=== Set problem A ===
From the email thread, write out the passage from "Currently, there's no" to "first programming language." word for word.
=== Set problem B ===
In the email thread, which token inside the implicit lambda would make it take a single argument?
=== Set problem C ===
List every date and time that the email thread gives for when a message was written.

=== Passage shown ===
↓
On 21 February 2014 23:03, M.-A. Lemburg <mal@egenix.com> wrote:
On 21.02.2014 13:25, Nick Coghlan wrote:
On 21 February 2014 22:18, Nick Coghlan <ncoghlan@gmail.com> wrote:
That's not very readable to most Python programmers, but what if you could write something like:
isprime = all(n % p for p in takewhile((: ? ** 2 < n), primes_seen))
This is somewhat similar to the implicit lambda proposal in http://legacy.python.org/dev/peps/pep-0312/, but with the following two essential differences:
1. The parentheses would be required (as per generator expressions, and as is being discussed for except expressions) 2. By using a "?" token within the implicit lambda, you would create a lambda that takes a single argument. If there is no such token, then it would take no arguments.
Oh, and under such a proposal, the generator expression:
(x for x in seq)
would be semantically equivalent to:
(: yield x for x in ?)(seq)
Currently, there's no underlying construct you can decompose a generator expression into, because there's no notation for a lambda expression with an anonymous parameter.
Hmm, this reminds me too much of regular expression syntax :-)
I wonder why people are so keen on stuffing too much logic into a single line. Must be a twitter/SMS side-effect.
Programs don't get faster that way, they don't get more readable, you don't get to do more things that couldn't do otherwise and requiring a master in computer science to be able to understand what goes on in one of those magical lines doesn't feel right to me either, given that we are promoting Python as first programming language.
↑
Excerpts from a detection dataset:
↓
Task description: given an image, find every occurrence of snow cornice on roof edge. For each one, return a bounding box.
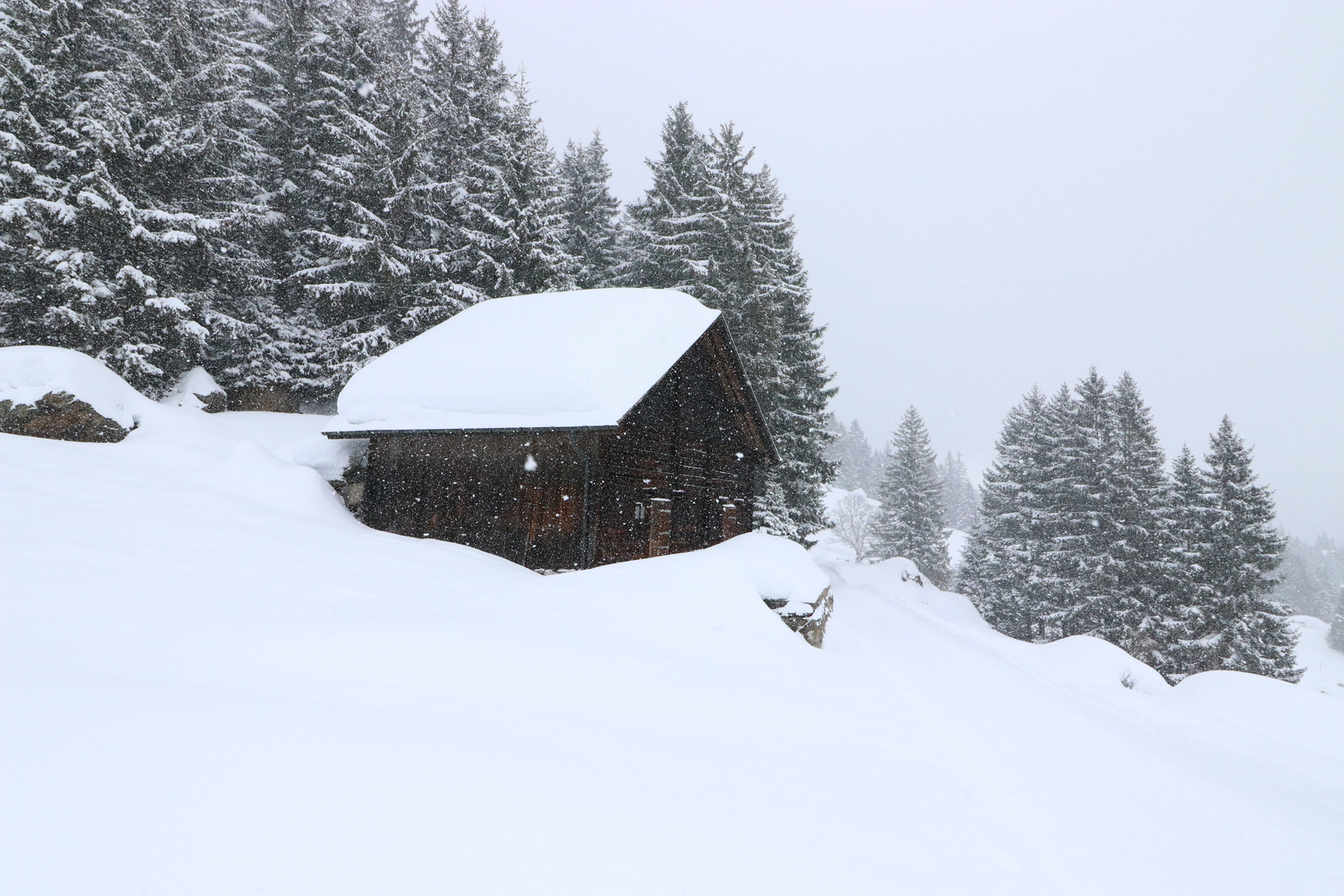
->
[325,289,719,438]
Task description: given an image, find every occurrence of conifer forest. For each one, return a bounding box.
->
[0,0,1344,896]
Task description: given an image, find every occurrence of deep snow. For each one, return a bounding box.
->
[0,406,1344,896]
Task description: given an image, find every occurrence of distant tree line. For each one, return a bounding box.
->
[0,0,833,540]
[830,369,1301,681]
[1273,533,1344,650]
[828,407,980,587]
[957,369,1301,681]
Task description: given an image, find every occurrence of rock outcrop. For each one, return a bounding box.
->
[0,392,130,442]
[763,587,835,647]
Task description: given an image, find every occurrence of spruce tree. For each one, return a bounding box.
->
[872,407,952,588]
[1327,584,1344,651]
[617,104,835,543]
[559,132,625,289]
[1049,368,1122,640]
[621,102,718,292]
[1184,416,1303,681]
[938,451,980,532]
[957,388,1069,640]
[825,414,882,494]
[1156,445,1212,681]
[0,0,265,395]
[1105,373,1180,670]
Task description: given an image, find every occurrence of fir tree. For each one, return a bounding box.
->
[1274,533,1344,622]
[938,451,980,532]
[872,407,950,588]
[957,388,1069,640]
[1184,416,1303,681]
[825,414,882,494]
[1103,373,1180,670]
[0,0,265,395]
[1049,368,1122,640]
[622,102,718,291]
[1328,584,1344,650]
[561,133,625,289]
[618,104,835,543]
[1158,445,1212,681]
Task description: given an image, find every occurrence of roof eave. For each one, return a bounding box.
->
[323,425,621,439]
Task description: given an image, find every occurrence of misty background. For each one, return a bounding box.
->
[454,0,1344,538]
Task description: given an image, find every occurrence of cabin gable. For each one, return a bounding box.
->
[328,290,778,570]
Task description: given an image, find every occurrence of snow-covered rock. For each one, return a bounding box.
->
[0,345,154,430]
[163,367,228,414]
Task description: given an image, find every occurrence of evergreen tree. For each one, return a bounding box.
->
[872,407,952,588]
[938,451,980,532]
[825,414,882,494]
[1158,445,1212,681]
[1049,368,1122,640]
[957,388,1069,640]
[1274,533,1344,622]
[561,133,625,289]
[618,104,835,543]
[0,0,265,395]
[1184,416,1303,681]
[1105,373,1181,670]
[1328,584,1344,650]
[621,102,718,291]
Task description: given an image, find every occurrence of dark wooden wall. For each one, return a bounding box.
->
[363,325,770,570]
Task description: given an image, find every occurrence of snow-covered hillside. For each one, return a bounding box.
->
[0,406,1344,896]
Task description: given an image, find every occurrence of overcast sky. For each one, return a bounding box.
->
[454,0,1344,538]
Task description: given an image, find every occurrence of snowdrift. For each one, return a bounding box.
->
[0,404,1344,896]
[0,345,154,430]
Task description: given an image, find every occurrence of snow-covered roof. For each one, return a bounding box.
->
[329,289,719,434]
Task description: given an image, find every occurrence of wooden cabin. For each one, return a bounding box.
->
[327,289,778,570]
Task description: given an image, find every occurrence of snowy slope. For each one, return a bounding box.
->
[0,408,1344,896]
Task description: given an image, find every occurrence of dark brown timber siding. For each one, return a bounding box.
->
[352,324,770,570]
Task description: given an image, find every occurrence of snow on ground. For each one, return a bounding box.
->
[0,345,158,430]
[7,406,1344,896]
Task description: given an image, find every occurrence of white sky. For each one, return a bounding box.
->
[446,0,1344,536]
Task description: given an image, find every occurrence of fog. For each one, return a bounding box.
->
↑
↓
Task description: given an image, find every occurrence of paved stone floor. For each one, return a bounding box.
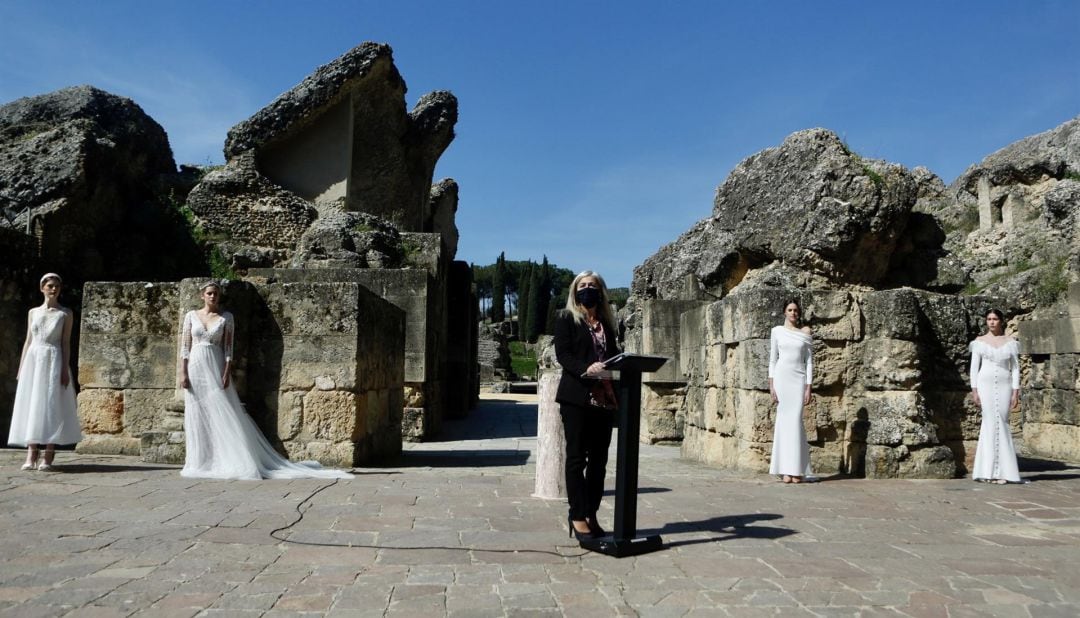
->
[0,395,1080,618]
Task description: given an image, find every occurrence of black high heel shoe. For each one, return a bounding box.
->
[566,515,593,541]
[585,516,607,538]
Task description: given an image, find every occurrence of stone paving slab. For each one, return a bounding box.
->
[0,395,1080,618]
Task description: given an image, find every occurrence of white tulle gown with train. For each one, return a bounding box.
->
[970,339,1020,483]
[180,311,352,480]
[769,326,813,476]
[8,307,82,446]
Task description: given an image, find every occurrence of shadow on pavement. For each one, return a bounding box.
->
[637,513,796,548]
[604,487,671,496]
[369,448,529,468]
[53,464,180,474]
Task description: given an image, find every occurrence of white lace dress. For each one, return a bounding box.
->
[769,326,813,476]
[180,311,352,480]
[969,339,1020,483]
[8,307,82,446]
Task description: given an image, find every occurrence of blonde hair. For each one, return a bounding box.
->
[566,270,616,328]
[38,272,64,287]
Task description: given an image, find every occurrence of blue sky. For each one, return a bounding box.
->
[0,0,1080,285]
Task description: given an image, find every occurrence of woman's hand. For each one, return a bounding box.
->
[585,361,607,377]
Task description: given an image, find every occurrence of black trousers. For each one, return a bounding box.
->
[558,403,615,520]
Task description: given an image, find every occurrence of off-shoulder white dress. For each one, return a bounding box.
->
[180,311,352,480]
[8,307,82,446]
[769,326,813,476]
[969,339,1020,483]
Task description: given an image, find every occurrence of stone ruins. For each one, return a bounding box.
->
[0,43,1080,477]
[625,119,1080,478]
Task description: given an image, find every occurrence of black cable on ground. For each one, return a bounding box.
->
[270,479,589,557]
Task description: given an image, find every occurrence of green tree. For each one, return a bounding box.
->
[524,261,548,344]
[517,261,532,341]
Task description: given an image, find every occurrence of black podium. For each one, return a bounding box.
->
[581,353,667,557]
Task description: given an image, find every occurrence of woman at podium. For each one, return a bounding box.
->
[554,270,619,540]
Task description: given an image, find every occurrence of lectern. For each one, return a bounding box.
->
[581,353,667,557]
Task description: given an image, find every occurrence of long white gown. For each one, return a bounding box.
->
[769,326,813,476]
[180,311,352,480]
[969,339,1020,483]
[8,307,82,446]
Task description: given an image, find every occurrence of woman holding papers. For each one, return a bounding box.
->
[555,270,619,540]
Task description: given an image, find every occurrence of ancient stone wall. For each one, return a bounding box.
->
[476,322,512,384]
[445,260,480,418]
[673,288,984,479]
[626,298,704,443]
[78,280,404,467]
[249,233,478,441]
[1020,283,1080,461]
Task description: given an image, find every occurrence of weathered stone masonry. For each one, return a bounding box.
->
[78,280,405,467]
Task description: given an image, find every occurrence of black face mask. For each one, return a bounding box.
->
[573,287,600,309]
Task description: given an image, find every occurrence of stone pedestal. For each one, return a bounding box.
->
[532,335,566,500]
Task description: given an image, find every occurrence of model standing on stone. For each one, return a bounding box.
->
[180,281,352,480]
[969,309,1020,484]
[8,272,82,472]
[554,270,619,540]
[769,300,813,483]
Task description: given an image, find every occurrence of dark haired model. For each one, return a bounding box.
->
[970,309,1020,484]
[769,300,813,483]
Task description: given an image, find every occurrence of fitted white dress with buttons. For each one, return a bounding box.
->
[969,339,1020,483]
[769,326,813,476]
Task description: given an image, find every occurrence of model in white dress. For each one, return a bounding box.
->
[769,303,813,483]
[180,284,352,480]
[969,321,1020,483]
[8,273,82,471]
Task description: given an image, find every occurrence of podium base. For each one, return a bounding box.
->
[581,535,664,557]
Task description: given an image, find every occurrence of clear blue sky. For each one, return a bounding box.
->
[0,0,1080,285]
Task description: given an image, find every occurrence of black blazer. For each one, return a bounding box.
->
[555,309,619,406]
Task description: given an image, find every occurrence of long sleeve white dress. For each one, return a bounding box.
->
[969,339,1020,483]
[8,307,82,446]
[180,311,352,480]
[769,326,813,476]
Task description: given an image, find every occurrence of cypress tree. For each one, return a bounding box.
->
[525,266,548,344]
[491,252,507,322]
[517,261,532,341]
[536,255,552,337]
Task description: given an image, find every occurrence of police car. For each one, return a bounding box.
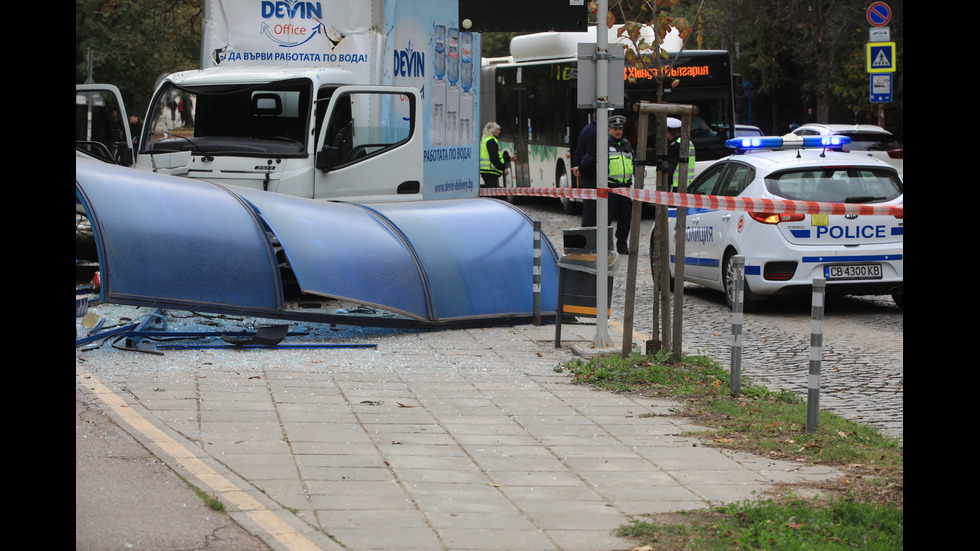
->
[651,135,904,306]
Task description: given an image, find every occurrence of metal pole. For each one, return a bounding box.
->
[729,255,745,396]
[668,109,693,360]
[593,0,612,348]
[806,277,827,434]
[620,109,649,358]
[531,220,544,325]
↑
=== Complete response A ===
Currently, there's no underlying construct you can decompose a generator expression into, because there's no notation for a lambda expression with an anonymous parameter.
Hmm, this reminds me too much of regular expression syntax :-)
I wonder why people are so keen on stuffing too much logic into a single line. Must be a twitter/SMS side-effect.
Programs don't get faster that way, they don't get more readable, you don't get to do more things that couldn't do otherwise and requiring a master in computer science to be able to understand what goes on in one of those magical lines doesn't feel right to me either, given that we are promoting Python as first programming language.

=== Complete response B ===
The "?" token.

=== Complete response C ===
21 February 2014 23:03
21.02.2014 13:25
21 February 2014 22:18